ПРИВЕДЁННЫЙ ТЕКСТ:
******
Тут же темноволосый, небольшой Чернышевский, сын великого писателя.
Завсегдатаи вторников — брат и сестра Озаровские. Брат—режиссер и актер Александринского театра, известный коллекционер, создавший в здании Соляного городка маленький музей быта петровской и елизаветинской эпох, неприятный, вечно хихикающий и какой-то скользкий человек; сестра—известная впоследствии рассказчица и исследовательница Севера. Она изумительный имитатор, подражающий всем известным актрисам» ведет комические сценки. Каждый раз, уступая просьбам окружающих, Озаровская рассказывает смешную северную сказку «Кобылья голова», подражая голосу, языку и наивной манере древней деревенской сказительницы.
Раз Озаровские явились с актрисой того же Александрийского театра Мусиной. В скором времени эта Мусина стала женой Озаровского.
Мусина была вдова инженера Глебова, урожденная графиня Мусина-Пушкина; Глебов — видный инженер, с большими средствами, старой дворянской фамилии. Жили Глебовы широко; эту жизнь продолжала Мусина и после смерти мужа. Ее слияние с артистической богемой вызывало негодование в аристократическом кругу, а когда она пошла на сцену и «запачкала» родню, оставив по сцене часть девичьей фамилии «Мусина», восстали все родственники.
Покойный Глебов был когда-то учеником Максимова.
Изящная, обаятельная, любезная, она познакомилась у Острогорских с Максимовым, вспомнила, что ее муж брал у Василия Максимовича уроки живописи, и сказала художнику, улыбаясь:
— Мне так приятно с вами познакомиться, Василий Максимович. Я так много о вас слышала от моего покойного мужа. Он любил и уважал вас... Скажите, почему вы никогда не были у нас запросто, почему мы до сих пор с вами не встречались?
Они составляли интересную группу своим контрастом — эта грациозная, прелестная женщина в черном изящном платье и невзрачный, с взъерошенной шевелюрой художник. Их обступили со всех сторон.
Около Мусиной увивались ее поклонники, и впереди всех Озаровский.
******
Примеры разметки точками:
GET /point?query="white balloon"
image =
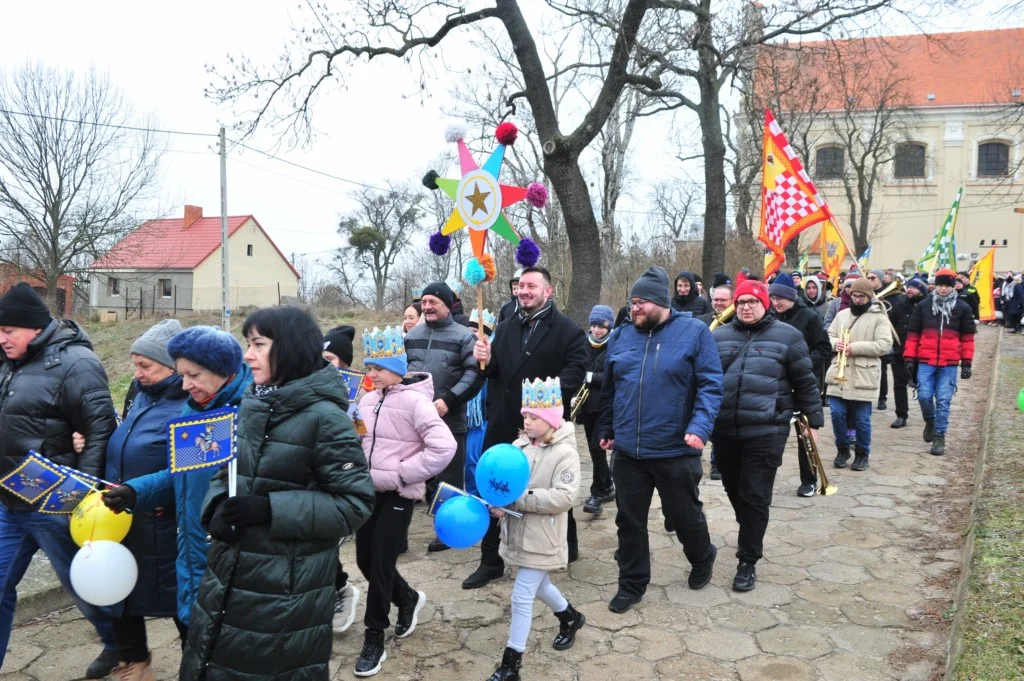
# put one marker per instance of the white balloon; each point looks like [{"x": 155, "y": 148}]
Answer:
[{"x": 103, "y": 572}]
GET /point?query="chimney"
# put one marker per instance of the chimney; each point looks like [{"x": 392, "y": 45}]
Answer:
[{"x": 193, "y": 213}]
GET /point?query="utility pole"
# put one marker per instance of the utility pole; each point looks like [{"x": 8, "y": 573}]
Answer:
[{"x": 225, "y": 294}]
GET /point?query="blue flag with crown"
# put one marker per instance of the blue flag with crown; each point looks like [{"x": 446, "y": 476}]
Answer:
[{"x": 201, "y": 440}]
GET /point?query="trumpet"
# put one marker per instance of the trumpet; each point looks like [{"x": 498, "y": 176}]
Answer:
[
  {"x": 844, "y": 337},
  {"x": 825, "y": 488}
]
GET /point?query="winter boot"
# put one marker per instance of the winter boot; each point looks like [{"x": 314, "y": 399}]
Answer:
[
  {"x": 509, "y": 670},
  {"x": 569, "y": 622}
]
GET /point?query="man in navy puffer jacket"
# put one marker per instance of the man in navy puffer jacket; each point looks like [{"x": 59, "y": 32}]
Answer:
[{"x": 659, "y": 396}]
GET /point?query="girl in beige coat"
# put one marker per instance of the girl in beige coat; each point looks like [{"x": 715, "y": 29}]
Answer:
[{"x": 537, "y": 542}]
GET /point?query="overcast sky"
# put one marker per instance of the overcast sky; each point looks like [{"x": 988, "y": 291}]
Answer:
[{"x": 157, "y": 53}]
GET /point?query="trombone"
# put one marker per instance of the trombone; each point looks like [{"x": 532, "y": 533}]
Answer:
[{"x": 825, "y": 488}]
******
НАБОР ЗАДАНИЙ:
**a)** Ответьте на вопросы по отрывку об Озаровских и Мусиной, каждый ответ с новой строки с той же пометкой.
(i) Какую сказку Озаровская рассказывает каждый раз, уступая просьбам окружающих?
(ii) Чьей вдовой была Мусина?
(iii) Чему покойный муж Мусиной учился у Василия Максимовича?
**b)** Верните фрагмент отрывка об Озаровских и Мусиной, начиная со слов «Покойный Глебов был» и продолжая до слов «впереди всех Озаровский.» включительно.
Этот список для работы не понадобится.

ОТВЕТЫ:
**a)**
(i) «Кобылья голова».
(ii) Инженера Глебова.
(iii) Живописи.

**b)**
Покойный Глебов был когда-то учеником Максимова.
Изящная, обаятельная, любезная, она познакомилась у Острогорских с Максимовым, вспомнила, что ее муж брал у Василия Максимовича уроки живописи, и сказала художнику, улыбаясь:
— Мне так приятно с вами познакомиться, Василий Максимович. Я так много о вас слышала от моего покойного мужа. Он любил и уважал вас... Скажите, почему вы никогда не были у нас запросто, почему мы до сих пор с вами не встречались?
Они составляли интересную группу своим контрастом — эта грациозная, прелестная женщина в черном изящном платье и невзрачный, с взъерошенной шевелюрой художник. Их обступили со всех сторон.
Около Мусиной увивались ее поклонники, и впереди всех Озаровский.